The task:
Rewrite the records starting at the line that contains "[locate] the compound" and ending at the end of the records, replacing "compound eye" with "moth eye" and leaving everything else unchanged.
━━━━━ Dataset entries ━━━━━
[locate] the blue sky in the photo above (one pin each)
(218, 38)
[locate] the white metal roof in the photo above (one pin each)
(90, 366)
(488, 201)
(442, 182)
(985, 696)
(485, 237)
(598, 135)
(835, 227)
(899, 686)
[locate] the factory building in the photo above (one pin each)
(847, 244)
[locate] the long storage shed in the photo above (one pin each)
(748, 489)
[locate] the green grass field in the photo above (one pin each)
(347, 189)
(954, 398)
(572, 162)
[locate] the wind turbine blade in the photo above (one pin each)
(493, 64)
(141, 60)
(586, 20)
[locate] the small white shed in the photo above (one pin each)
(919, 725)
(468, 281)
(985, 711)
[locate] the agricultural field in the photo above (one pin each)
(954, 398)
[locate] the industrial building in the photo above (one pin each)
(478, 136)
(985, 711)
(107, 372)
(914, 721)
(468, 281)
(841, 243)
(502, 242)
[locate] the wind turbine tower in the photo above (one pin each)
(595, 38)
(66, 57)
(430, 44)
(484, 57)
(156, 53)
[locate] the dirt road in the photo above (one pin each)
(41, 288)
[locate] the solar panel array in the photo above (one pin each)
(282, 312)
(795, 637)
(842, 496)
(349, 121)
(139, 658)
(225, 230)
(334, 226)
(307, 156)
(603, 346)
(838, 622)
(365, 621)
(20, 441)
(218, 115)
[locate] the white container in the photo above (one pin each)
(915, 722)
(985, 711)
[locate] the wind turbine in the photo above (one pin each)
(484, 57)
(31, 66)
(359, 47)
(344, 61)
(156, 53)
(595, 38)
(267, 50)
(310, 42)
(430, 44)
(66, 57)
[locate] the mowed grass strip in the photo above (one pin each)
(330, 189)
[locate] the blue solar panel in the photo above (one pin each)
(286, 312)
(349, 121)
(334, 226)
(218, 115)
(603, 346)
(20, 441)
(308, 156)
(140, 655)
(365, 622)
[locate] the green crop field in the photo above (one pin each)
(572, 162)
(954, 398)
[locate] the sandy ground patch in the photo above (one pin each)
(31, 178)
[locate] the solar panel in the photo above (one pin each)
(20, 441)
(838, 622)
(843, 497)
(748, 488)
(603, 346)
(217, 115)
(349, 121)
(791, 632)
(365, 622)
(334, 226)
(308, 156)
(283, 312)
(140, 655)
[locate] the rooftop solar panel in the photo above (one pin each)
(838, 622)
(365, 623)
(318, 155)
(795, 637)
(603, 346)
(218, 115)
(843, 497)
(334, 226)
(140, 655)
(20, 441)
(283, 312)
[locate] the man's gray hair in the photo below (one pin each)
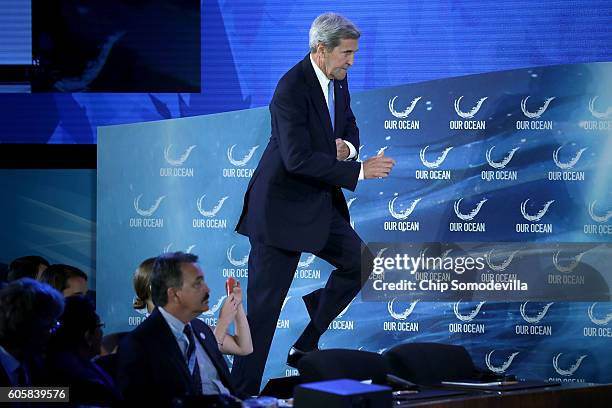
(329, 29)
(167, 273)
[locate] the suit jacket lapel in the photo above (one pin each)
(214, 354)
(339, 107)
(317, 97)
(169, 347)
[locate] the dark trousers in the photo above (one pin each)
(271, 271)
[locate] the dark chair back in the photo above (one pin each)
(430, 363)
(333, 364)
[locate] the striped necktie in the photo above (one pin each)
(330, 103)
(195, 374)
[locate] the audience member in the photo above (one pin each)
(142, 286)
(67, 279)
(27, 267)
(172, 353)
(28, 315)
(231, 312)
(71, 350)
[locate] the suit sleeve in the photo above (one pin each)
(291, 117)
(351, 131)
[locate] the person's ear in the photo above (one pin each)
(172, 294)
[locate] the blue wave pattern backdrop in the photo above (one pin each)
(247, 46)
(516, 157)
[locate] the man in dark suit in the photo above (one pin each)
(28, 315)
(294, 201)
(172, 354)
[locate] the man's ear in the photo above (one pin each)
(321, 48)
(172, 294)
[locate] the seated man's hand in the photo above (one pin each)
(342, 150)
(378, 166)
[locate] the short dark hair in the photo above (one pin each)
(57, 275)
(24, 303)
(79, 317)
(142, 283)
(25, 267)
(167, 274)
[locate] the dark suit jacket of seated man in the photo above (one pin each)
(152, 367)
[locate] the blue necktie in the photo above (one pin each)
(195, 374)
(330, 103)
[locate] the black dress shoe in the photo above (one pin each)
(295, 355)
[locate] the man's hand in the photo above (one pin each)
(229, 309)
(378, 166)
(342, 150)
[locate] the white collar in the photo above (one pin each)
(323, 80)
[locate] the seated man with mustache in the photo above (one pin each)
(172, 354)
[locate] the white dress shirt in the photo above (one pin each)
(324, 82)
(211, 383)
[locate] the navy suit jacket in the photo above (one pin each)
(293, 192)
(152, 368)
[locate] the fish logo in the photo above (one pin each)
(538, 216)
(470, 316)
(571, 266)
(306, 263)
(598, 218)
(182, 159)
(242, 162)
(213, 212)
(404, 315)
(598, 321)
(501, 267)
(187, 251)
(403, 114)
(402, 215)
(217, 306)
(501, 368)
(537, 113)
(572, 369)
(436, 163)
(597, 114)
(236, 262)
(470, 114)
(537, 317)
(505, 160)
(469, 216)
(151, 210)
(570, 164)
(285, 302)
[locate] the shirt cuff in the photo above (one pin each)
(352, 150)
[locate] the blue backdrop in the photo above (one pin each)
(247, 46)
(498, 159)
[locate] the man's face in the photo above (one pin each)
(337, 61)
(75, 286)
(194, 293)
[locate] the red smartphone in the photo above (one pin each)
(230, 283)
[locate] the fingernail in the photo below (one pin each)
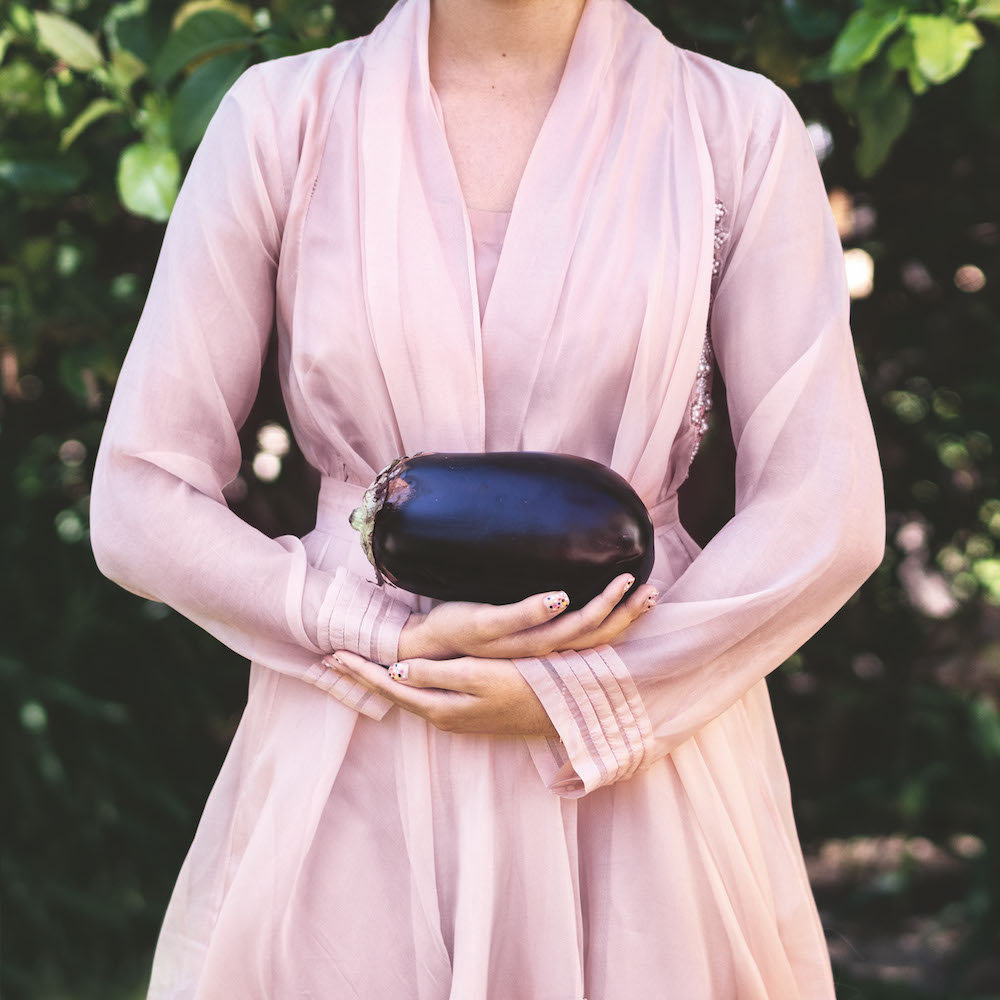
(556, 601)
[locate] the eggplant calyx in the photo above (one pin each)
(362, 518)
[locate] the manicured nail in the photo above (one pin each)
(556, 601)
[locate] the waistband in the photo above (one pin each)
(337, 498)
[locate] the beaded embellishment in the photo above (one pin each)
(702, 402)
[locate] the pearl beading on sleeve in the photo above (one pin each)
(702, 402)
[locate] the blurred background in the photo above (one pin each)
(117, 712)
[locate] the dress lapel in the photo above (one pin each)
(440, 362)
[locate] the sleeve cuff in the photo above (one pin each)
(604, 731)
(362, 617)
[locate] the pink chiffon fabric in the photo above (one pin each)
(349, 849)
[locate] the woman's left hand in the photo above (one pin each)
(470, 694)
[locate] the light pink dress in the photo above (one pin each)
(348, 849)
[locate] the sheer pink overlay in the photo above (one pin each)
(348, 849)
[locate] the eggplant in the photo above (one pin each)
(497, 527)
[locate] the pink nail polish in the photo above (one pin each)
(556, 601)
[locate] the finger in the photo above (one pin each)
(504, 619)
(376, 678)
(448, 675)
(558, 633)
(643, 600)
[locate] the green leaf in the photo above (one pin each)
(33, 171)
(20, 18)
(199, 95)
(149, 178)
(125, 69)
(881, 123)
(22, 88)
(7, 35)
(97, 108)
(862, 38)
(986, 9)
(902, 56)
(810, 22)
(138, 33)
(942, 46)
(201, 34)
(74, 46)
(865, 86)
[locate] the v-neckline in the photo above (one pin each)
(570, 69)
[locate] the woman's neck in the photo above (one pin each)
(485, 41)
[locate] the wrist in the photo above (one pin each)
(415, 642)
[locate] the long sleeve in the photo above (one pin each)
(809, 523)
(160, 526)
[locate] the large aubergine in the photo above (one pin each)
(497, 527)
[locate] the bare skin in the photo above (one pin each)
(495, 66)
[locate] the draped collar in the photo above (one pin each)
(440, 362)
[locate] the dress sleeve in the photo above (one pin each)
(159, 524)
(809, 526)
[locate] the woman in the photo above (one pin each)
(535, 804)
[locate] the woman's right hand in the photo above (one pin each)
(536, 626)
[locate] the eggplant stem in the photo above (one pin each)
(362, 518)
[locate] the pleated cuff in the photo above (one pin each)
(364, 618)
(595, 707)
(348, 690)
(359, 616)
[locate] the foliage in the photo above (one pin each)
(117, 712)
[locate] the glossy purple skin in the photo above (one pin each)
(498, 527)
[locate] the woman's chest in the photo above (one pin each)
(490, 137)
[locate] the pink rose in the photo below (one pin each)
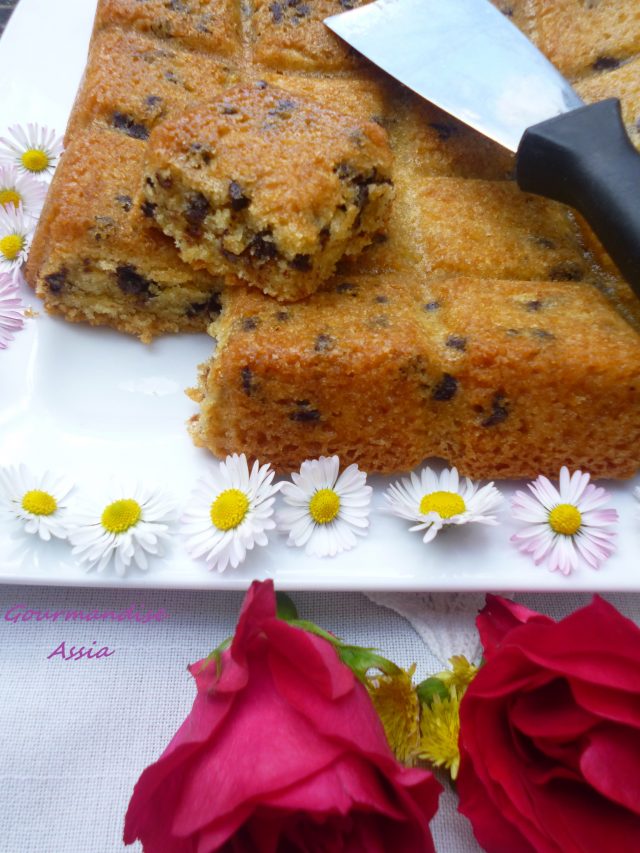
(550, 732)
(282, 751)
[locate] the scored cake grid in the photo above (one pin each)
(457, 213)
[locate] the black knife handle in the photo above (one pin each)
(584, 158)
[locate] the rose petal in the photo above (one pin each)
(498, 617)
(248, 759)
(611, 764)
(315, 658)
(550, 712)
(493, 832)
(617, 705)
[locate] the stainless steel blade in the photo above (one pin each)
(464, 56)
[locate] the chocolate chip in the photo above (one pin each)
(103, 227)
(197, 208)
(237, 197)
(569, 271)
(605, 63)
(276, 12)
(165, 181)
(324, 343)
(212, 306)
(57, 280)
(131, 282)
(247, 381)
(457, 342)
(543, 334)
(446, 388)
(347, 287)
(381, 322)
(302, 263)
(499, 411)
(444, 131)
(125, 201)
(129, 126)
(305, 415)
(262, 246)
(324, 235)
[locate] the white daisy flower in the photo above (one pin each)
(35, 150)
(10, 310)
(325, 512)
(17, 189)
(37, 504)
(133, 523)
(435, 502)
(16, 231)
(567, 526)
(230, 512)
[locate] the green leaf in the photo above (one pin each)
(285, 608)
(431, 687)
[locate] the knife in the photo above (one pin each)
(466, 57)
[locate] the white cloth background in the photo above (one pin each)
(74, 736)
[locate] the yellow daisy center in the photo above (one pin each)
(229, 509)
(446, 504)
(35, 160)
(9, 196)
(37, 502)
(11, 246)
(440, 730)
(565, 519)
(120, 516)
(324, 506)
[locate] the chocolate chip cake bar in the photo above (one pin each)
(502, 378)
(211, 26)
(93, 258)
(482, 325)
(267, 189)
(133, 82)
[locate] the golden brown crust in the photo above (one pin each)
(502, 378)
(207, 25)
(438, 339)
(133, 82)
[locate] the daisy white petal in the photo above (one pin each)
(16, 232)
(35, 150)
(230, 510)
(17, 189)
(123, 528)
(37, 504)
(570, 526)
(11, 318)
(438, 501)
(325, 510)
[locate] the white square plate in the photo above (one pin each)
(92, 402)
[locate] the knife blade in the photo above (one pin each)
(470, 60)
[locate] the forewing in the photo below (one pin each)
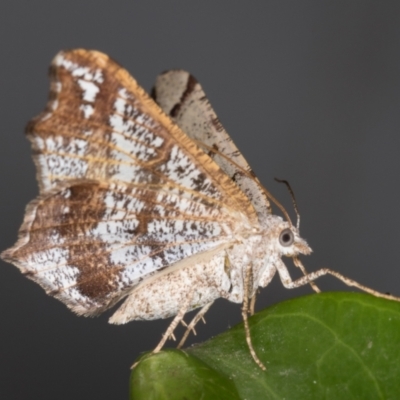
(99, 124)
(124, 192)
(180, 95)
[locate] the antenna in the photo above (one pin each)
(246, 173)
(293, 200)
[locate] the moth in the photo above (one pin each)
(147, 200)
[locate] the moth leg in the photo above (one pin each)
(252, 305)
(299, 264)
(170, 331)
(245, 311)
(193, 322)
(290, 284)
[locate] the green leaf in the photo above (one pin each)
(322, 346)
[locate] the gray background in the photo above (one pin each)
(310, 92)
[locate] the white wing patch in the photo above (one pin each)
(181, 96)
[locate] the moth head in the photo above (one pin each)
(289, 241)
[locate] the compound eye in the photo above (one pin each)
(286, 238)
━━━━━
Written response:
[locate] the moth eye in the photo above (one pin each)
(286, 238)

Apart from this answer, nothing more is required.